**Reading passage**
________________________

# What Comes After Tru-Oil



## Nature Man (Aug 31, 2015)

For those of you that use Tru-Oil, is there anything you apply after you've put on multiple coats of Tru-Oil? I'll be applying 4th coat of Tru-Oil later today after 0000 steel wool rub. The project is kitchen utensil handles. Thanks. Chuck


----------



## ripjack13 (Aug 31, 2015)

I do a coat or two of renaissance wax....

Reactions: Thank You! 1


----------



## NYWoodturner (Aug 31, 2015)

I usually just buff when I get the finish built up to where I want it.

Reactions: Thank You! 1 | Agree 1


----------



## Tony (Aug 31, 2015)

Is tru-oil a brand name? I looked it up but all I could find is a gunstock finish. Tony


----------



## Wildthings (Aug 31, 2015)

@Tony That's it!


----------



## Tony (Aug 31, 2015)

Is it food safe or am I misunderstanding the use?


----------



## ripjack13 (Aug 31, 2015)

Once it's fully cured yes....but I still wouldn't use it for the insides of cups n bowls..but that's just the paranoid in me...

Reactions: Thank You! 1


----------



## Nature Man (Aug 31, 2015)

I'm using it on a coffee scoop handle and an ice cream scoop handle. Looks great at this point after 3 coats. Based on commentary, would not use on cups, bowls, platters, etc. Chuck


----------



## ripjack13 (Sep 1, 2015)

Nature Man said:


> I'm using it on a coffee scoop handle and an ice cream scoop handle. Looks great at this point after 3 coats. Based on commentary, would not use on cups, bowls, platters, etc. Chuck



You'll be fine with the handles then...

________________________

**Record list**
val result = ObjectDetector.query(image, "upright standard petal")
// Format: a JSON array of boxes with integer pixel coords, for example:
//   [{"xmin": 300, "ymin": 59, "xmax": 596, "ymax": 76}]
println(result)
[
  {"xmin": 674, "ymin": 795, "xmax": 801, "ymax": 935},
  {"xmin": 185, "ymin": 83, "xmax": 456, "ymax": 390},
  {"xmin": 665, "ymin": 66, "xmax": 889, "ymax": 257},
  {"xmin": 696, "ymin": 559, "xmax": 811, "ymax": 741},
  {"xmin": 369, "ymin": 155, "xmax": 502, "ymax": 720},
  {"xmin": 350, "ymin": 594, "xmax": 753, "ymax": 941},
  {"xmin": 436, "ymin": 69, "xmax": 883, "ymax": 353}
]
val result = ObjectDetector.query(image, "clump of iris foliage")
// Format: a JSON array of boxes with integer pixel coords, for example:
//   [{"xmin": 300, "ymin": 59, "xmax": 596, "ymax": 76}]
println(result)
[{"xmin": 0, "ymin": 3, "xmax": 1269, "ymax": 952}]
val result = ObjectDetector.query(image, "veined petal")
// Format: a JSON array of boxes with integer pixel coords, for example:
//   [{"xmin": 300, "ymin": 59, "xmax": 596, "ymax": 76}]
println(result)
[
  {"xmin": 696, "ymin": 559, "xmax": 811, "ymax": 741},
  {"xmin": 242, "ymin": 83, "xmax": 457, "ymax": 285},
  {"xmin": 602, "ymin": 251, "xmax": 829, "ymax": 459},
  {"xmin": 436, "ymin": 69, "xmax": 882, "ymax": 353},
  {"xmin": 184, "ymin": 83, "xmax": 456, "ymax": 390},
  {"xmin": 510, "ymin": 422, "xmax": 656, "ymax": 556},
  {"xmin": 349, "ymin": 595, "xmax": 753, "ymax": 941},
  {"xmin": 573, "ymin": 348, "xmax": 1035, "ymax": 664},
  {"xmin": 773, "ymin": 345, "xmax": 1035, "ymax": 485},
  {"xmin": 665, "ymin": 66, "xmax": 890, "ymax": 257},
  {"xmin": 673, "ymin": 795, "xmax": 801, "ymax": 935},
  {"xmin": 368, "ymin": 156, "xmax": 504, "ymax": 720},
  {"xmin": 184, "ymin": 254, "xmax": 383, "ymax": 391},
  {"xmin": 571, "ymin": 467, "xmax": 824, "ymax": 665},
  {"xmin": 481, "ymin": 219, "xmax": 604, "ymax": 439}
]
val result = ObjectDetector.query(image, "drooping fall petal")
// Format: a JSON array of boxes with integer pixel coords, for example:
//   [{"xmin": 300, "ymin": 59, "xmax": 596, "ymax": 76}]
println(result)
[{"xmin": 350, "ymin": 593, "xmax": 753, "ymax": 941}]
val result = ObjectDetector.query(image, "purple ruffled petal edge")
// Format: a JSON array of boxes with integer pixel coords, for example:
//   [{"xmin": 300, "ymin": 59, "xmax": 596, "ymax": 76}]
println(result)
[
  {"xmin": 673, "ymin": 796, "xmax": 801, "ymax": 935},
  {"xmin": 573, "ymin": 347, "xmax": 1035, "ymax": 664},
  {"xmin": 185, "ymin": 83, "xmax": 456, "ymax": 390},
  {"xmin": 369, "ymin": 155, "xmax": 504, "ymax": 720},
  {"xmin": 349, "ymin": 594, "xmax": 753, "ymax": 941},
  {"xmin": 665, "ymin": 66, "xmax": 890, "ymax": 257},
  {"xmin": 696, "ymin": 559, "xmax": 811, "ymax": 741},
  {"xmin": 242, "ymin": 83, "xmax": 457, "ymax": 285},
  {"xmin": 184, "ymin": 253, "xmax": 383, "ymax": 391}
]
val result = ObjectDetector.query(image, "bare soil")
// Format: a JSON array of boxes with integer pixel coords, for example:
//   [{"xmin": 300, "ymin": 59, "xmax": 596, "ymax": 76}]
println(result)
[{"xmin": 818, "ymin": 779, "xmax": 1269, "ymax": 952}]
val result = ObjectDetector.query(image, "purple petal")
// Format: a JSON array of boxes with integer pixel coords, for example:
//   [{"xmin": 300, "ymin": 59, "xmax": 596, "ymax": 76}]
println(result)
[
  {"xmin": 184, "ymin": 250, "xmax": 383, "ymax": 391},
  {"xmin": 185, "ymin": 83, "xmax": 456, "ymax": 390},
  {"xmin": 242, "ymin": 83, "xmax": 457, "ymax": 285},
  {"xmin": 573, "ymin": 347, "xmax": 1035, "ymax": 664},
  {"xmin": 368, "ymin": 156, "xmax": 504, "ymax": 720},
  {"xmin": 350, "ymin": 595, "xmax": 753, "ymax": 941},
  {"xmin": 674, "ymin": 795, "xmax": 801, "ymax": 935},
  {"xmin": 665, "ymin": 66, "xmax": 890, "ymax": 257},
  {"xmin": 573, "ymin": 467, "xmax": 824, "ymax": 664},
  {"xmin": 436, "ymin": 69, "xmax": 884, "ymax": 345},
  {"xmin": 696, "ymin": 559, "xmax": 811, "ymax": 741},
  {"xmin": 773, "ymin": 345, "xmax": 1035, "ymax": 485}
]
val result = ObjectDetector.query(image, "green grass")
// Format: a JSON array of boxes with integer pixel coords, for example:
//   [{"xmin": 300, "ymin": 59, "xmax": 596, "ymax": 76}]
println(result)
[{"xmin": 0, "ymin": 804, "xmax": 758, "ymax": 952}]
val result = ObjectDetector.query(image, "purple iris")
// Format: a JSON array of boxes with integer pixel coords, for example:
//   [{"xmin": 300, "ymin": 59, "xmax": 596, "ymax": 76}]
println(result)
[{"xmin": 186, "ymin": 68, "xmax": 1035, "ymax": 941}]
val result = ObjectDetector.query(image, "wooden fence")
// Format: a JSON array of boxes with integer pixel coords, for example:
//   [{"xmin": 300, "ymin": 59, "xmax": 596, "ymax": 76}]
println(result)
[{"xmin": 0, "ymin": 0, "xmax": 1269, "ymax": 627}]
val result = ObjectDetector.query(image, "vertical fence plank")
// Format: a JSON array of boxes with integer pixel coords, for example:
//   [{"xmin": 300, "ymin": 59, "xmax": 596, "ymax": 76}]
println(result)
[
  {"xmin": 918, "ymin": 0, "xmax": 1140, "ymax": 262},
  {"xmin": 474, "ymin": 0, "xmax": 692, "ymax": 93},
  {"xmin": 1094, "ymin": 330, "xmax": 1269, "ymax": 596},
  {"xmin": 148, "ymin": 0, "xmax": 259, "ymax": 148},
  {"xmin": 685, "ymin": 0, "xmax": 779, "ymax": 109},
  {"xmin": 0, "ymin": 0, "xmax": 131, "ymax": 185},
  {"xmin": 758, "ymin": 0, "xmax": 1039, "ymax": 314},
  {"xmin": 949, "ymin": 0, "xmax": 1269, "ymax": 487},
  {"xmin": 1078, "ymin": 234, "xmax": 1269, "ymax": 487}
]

________________________

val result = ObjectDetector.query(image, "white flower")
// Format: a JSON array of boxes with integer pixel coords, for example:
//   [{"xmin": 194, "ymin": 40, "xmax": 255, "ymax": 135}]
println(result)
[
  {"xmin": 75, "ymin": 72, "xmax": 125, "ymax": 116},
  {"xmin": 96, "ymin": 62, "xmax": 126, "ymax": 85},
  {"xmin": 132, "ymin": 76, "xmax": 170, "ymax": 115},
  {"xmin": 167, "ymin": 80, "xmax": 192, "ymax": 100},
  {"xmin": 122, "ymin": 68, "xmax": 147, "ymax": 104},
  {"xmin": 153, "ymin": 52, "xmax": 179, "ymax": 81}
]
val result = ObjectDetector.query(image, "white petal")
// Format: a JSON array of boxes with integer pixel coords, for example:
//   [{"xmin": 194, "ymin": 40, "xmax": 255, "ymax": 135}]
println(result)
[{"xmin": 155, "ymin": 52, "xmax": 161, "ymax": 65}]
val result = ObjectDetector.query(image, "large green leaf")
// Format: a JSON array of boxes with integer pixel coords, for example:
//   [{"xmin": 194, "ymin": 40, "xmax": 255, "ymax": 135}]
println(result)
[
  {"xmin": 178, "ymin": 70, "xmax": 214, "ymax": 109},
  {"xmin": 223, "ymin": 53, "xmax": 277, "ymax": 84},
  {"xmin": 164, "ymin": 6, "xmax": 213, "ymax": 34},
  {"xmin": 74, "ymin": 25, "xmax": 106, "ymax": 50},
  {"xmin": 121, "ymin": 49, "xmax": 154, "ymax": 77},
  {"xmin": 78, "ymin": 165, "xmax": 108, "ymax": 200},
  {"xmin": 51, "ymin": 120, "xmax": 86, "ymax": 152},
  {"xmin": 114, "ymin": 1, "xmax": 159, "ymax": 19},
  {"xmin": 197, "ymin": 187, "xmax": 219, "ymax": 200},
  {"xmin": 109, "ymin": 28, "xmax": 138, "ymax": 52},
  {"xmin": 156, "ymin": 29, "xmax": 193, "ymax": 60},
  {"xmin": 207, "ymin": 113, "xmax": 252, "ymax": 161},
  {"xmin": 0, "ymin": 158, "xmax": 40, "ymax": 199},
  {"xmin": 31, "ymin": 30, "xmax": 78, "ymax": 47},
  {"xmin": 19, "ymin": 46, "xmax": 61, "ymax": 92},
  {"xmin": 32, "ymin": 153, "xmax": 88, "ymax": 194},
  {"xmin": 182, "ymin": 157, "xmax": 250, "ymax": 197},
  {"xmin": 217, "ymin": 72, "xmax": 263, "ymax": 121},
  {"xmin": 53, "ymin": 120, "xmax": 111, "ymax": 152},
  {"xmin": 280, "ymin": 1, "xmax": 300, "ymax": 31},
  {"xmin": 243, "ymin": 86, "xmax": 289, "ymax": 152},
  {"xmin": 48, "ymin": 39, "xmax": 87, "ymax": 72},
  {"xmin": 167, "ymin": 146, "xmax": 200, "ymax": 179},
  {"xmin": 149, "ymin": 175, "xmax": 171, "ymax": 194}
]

________________________

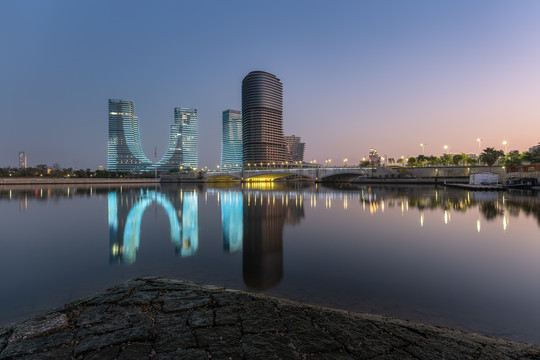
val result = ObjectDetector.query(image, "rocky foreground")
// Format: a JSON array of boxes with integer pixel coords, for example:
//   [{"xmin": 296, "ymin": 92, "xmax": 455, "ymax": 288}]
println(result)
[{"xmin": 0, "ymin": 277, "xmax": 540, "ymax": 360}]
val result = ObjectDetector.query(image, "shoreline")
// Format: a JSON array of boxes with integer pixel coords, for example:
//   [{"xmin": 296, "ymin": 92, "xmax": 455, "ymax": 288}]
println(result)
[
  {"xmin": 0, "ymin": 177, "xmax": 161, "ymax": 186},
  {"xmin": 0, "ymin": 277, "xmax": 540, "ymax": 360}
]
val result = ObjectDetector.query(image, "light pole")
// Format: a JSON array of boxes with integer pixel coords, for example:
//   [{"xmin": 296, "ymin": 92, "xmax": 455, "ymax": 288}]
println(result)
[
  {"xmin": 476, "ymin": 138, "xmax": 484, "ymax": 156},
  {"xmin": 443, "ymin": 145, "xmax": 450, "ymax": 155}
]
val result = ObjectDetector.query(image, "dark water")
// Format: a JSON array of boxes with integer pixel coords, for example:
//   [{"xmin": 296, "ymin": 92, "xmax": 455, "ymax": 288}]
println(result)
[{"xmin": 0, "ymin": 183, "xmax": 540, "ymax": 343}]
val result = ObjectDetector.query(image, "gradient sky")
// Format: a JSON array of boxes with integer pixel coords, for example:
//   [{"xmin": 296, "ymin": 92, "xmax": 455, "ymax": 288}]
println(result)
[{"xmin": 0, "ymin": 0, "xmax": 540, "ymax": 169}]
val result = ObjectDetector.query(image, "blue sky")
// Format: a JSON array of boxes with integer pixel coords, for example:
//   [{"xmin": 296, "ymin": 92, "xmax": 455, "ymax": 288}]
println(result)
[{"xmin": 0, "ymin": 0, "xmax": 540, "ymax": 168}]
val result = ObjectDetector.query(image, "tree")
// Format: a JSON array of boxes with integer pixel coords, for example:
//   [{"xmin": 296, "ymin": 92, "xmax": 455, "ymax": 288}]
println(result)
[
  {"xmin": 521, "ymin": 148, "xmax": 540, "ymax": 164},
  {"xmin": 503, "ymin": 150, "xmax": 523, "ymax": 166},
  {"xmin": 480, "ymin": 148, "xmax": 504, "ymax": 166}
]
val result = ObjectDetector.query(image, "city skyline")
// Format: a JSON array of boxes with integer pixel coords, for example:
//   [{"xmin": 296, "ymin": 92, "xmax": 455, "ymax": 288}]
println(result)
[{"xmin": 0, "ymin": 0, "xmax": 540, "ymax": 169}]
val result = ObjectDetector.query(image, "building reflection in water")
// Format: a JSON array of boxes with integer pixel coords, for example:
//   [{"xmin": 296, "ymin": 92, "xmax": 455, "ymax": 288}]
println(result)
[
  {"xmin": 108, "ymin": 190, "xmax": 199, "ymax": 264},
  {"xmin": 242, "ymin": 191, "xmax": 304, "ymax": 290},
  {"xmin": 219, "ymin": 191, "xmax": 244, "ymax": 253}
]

________________________

**Given problem**
Rewrite the paragraph of the Tru-Oil thread that begins "For those of you that use Tru-Oil" as a single shorter sentence that keeps its main facts.

**Full output**
Chuck asks Tru-Oil users whether they apply anything after multiple coats, noting that a fourth coat goes on the kitchen utensil handles later today after a 0000 steel wool rub.